### [Aim 1]
Name every TensorFlow function or class that the autodiff code calls with the tf. prefix.
### [Aim 2]
In the autodiff code, what does the gradients list hold when z is computed from the constants c1 and c2?

10.10. Computing Gradients Using Autodiff

def f(w1, w2):
    return 3 * w1 ** 2 + 2 * w1 * w2
w1, w2 = 5, 3
eps = 1e-6
(f(w1 + eps, w2) - f(w1, w2)) / eps
36.000003007075065
(f(w1, w2 + eps) - f(w1, w2)) / eps
10.000000003174137
w1, w2 = tf.Variable(5.), tf.Variable(3.)
with tf.GradientTape() as tape:
    z = f(w1, w2)

gradients = tape.gradient(z, [w1, w2])
gradients
[<tf.Tensor: shape=(), dtype=float32, numpy=36.0>,
 <tf.Tensor: shape=(), dtype=float32, numpy=10.0>]
with tf.GradientTape() as tape:
    z = f(w1, w2)

dz_dw1 = tape.gradient(z, w1)  # returns tensor 36.0
try:
    dz_dw2 = tape.gradient(z, w2)  # raises a RuntimeError!
except RuntimeError as ex:
    print(ex)
A non-persistent GradientTape can only be used to compute one set of gradients (or jacobians)
with tf.GradientTape(persistent=True) as tape:
    z = f(w1, w2)

dz_dw1 = tape.gradient(z, w1)  # returns tensor 36.0
dz_dw2 = tape.gradient(z, w2)  # returns tensor 10.0, works fine now!
del tape
dz_dw1, dz_dw2
(<tf.Tensor: shape=(), dtype=float32, numpy=36.0>,
 <tf.Tensor: shape=(), dtype=float32, numpy=10.0>)
c1, c2 = tf.constant(5.), tf.constant(3.)
with tf.GradientTape() as tape:
    z = f(c1, c2)

gradients = tape.gradient(z, [c1, c2])
gradients
[None, None]
with tf.GradientTape() as tape:
    tape.watch(c1)

### [Entries shown]
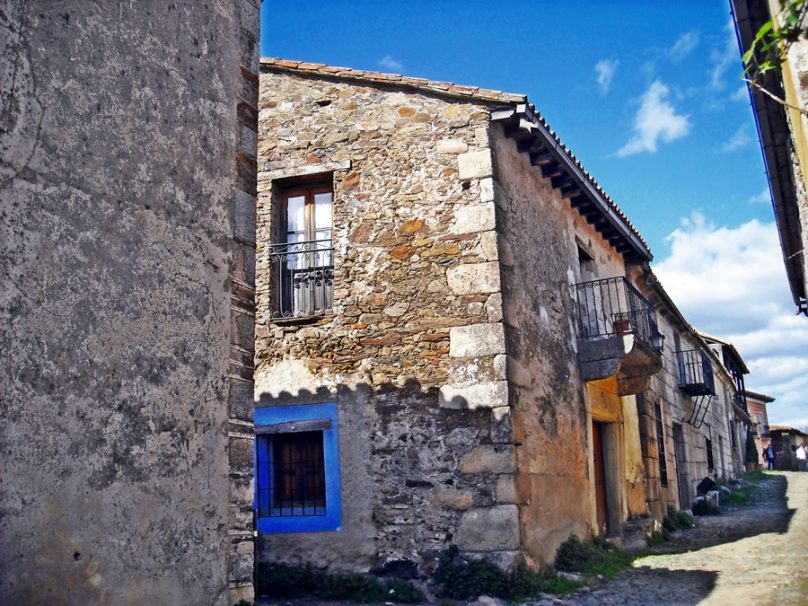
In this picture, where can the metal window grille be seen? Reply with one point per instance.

==

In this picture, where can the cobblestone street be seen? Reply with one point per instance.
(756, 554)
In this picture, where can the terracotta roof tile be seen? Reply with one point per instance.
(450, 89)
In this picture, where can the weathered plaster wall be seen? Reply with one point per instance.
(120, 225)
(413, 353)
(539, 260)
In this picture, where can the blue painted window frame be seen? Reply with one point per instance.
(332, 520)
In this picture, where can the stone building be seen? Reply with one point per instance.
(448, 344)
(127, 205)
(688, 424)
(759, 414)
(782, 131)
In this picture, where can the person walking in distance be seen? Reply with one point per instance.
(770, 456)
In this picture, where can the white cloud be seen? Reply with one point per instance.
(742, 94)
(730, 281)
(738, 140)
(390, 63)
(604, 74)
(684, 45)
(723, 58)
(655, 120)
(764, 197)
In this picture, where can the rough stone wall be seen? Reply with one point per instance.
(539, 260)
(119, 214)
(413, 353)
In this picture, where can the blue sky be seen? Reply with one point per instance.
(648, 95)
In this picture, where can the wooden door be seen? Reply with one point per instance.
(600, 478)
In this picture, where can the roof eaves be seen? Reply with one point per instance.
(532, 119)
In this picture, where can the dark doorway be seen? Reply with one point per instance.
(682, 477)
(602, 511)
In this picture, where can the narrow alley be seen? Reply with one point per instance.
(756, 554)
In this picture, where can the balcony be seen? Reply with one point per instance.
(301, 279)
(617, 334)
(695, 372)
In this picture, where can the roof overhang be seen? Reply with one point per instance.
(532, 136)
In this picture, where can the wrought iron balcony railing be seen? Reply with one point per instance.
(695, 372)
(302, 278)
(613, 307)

==

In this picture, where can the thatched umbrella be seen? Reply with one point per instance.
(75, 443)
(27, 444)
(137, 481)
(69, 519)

### [Right answer 1]
tf.Variable, tf.GradientTape, tf.constant

### [Right answer 2]
[None, None]